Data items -
- - - - - - -

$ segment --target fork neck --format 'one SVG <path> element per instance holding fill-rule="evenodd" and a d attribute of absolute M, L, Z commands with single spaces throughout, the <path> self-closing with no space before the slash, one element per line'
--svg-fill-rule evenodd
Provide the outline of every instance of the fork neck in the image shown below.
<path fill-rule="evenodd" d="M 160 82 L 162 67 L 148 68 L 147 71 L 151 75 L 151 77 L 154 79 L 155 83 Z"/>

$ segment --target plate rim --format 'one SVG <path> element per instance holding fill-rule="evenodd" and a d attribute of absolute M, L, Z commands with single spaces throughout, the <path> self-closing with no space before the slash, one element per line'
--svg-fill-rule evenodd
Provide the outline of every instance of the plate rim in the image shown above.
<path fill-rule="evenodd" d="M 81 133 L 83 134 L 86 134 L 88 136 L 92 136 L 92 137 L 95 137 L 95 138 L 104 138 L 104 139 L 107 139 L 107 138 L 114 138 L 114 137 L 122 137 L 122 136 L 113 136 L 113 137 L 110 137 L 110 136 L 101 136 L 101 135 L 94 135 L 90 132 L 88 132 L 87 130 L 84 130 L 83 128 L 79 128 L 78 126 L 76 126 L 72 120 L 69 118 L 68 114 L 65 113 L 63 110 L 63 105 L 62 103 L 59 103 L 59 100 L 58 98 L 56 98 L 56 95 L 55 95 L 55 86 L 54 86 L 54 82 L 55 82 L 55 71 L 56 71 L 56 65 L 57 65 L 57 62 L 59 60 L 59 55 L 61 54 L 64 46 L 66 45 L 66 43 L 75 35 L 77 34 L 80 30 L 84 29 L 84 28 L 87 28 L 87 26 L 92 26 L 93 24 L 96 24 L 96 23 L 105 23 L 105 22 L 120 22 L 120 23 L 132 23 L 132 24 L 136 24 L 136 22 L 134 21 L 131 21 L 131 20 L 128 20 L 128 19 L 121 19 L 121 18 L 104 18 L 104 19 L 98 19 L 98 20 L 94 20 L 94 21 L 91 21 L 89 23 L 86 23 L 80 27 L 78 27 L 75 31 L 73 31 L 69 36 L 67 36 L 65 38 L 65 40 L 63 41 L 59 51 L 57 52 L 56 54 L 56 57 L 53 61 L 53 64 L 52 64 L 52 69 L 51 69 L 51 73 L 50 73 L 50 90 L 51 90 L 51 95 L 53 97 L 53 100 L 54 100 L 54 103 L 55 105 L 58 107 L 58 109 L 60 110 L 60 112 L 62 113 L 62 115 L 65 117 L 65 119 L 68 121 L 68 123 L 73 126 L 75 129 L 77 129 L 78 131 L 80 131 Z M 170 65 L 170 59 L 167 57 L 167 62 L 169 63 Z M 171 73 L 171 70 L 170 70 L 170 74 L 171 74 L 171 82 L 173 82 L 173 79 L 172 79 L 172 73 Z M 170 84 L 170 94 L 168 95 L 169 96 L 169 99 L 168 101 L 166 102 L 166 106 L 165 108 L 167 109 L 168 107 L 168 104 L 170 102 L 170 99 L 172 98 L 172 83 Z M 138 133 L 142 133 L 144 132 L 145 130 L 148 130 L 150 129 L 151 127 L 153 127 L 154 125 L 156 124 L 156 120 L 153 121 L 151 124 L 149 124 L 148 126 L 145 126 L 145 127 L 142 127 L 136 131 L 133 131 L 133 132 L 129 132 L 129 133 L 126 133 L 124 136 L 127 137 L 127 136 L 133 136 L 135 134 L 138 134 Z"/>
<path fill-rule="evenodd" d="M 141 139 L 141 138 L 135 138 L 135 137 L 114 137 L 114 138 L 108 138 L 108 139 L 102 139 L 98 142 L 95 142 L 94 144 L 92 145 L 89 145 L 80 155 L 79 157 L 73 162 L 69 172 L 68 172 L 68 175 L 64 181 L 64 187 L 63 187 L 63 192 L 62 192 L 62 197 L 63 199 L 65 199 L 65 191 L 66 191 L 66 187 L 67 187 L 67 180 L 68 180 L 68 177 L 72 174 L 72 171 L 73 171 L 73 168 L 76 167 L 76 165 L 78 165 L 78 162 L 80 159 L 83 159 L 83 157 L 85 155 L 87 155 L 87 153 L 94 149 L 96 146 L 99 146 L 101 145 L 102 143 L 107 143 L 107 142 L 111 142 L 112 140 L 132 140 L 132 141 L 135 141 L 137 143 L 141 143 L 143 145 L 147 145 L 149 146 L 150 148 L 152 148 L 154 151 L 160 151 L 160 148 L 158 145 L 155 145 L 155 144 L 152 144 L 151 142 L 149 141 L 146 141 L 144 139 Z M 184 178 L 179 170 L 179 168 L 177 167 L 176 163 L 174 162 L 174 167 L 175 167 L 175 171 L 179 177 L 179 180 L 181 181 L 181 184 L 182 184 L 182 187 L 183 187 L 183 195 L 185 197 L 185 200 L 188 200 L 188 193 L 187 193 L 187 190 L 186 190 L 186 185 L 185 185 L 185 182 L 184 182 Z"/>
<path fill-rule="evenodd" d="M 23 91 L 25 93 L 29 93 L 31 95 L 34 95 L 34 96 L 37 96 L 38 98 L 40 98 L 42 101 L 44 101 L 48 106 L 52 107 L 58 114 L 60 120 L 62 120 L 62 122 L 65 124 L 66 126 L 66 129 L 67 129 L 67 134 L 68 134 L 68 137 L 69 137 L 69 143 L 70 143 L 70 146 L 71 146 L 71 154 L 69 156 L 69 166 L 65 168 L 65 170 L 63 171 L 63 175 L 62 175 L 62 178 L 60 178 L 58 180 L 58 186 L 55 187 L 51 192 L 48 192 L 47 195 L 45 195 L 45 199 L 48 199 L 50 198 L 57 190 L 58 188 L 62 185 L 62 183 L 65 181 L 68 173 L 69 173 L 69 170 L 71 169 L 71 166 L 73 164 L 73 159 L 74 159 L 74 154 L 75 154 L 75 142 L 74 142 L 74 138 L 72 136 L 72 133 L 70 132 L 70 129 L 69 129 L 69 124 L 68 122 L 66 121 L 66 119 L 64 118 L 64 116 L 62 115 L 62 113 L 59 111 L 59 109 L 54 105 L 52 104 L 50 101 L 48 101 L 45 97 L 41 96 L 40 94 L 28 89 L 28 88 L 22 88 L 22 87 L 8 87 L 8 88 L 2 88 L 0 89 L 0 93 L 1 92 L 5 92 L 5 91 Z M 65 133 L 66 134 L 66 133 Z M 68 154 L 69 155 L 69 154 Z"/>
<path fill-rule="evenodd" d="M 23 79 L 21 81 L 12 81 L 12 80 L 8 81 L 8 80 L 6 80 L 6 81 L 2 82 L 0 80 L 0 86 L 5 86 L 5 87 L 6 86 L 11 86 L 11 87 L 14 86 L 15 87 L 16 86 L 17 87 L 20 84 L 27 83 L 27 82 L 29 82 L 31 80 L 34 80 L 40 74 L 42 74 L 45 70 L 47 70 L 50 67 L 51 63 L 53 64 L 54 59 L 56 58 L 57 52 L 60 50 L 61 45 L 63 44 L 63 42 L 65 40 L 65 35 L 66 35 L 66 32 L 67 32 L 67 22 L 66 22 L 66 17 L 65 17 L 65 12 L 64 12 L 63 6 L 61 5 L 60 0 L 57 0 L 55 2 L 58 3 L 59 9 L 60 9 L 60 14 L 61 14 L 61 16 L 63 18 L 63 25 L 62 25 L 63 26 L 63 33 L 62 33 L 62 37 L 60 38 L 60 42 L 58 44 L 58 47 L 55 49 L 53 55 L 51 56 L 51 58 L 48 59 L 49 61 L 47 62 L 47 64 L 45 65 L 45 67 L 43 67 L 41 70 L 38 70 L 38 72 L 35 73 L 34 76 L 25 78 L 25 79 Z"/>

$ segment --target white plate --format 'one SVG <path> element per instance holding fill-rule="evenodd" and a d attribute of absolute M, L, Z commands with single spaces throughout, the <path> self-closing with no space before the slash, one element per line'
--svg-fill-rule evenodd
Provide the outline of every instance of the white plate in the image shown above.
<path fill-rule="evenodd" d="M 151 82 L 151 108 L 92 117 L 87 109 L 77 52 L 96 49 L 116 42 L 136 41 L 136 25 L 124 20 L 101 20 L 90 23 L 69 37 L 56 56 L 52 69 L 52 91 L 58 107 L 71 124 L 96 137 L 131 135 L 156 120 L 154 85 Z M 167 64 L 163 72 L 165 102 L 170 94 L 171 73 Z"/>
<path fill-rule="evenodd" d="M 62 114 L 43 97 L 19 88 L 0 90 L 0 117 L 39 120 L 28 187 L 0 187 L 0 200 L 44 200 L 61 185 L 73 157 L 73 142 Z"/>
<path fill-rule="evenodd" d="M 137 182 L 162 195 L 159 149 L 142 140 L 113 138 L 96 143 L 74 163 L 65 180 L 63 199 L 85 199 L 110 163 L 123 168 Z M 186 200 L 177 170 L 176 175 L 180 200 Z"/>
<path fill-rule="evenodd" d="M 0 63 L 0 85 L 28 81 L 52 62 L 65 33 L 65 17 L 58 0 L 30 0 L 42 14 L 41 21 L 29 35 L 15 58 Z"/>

- - - - - - -

WORK TO BE COMPLETED -
Examine the records and pull out every line where the string "Provide" occurs.

OUTPUT OF THE EXERCISE -
Provide the outline of every instance of the fork neck in the image shown below.
Provide the outline of every instance of the plate rim in the image shown above.
Provide the outline of every instance of the white plate in the image shown above.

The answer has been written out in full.